WHAT THE TASK ASKS:
All of the entries need to be repeated exactly. Leave nothing out.

BEGIN DATA SUPPLIED

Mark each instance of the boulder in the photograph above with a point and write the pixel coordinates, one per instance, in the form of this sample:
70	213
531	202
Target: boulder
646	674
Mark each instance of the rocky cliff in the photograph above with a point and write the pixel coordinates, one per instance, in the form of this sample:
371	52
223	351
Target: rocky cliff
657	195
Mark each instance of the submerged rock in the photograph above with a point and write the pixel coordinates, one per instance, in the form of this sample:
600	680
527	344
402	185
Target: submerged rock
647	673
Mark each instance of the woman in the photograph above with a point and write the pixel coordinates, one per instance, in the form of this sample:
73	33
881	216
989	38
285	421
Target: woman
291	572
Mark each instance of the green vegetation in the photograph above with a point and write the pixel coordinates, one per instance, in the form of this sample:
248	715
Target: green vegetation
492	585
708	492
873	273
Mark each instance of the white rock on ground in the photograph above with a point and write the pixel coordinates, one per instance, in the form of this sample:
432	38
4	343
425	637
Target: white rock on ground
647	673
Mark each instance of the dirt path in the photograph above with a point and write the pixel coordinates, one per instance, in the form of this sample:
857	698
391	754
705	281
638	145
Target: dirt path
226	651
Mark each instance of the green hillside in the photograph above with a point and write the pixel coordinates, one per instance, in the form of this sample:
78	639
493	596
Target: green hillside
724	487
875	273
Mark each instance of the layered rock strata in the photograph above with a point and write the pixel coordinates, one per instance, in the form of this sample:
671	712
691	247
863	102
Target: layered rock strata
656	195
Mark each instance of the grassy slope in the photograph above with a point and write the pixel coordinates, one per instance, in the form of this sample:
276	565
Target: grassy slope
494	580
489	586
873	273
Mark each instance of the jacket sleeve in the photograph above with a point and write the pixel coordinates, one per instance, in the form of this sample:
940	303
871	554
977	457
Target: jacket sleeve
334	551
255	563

END DATA SUPPLIED

SOLUTION TO THE PROBLEM:
Mark each instance of the boulder in the photograph above with a point and write the pixel coordinates, one per instance, in the form of this sample:
70	213
531	202
Target: boulder
646	674
Mark each instance of the rocky cliff in the photograph above with a point and write the pixel coordinates, one per instance, in the form of this sample:
371	52
223	351
Target: rocky cliff
657	195
Mark each instance of the submerged rock in the photograph above with a point and write the pixel coordinates, one per instance, in the form of this sample:
600	680
527	344
402	185
Target: submerged rock
647	673
Mark each instance of the woman in the photograph above with a point and write the pixel coordinates, one per instance, in the form of this sample:
73	33
881	216
989	38
285	421
Target: woman
291	572
Mark each instance of the green vegetation in the photograph above with a point and write the pixel coordinates, one per instance, in the form of this sample:
248	715
Target: green vegetation
492	585
708	492
873	273
Mark each instance of the white rock on ground in the photograph above with a point and write the pixel coordinates, one per instance, in the form of this sample:
432	38
4	343
425	637
Target: white rock on ground
647	673
Mark each instance of the dirt path in the photograph above with a point and write the pixel coordinates, one per instance, in the form of this sample:
857	698
391	754
705	281
638	145
Target: dirt path
226	651
Mark each instance of the green hillside in the photograph above with a point and write the pixel coordinates, one per instance, in the form of this sample:
78	639
493	596
Target: green hillside
724	487
875	273
Mark each instance of the layered rock strata in the photograph above with a point and write the pixel coordinates, one per instance, in the form of this sample:
671	712
691	247
863	102
Target: layered rock strata
656	195
Mark each instance of the grassy slope in the photograph above with a point and write the pixel coordinates, one per instance, in the form of this sample:
276	565
Target: grassy slope
494	580
489	586
873	273
Mark each instance of the jacket sleeve in the photograph above with a point and write the pixel coordinates, one per instance, in the form of this sample:
940	303
871	554
977	457
Target: jacket sleeve
334	551
255	563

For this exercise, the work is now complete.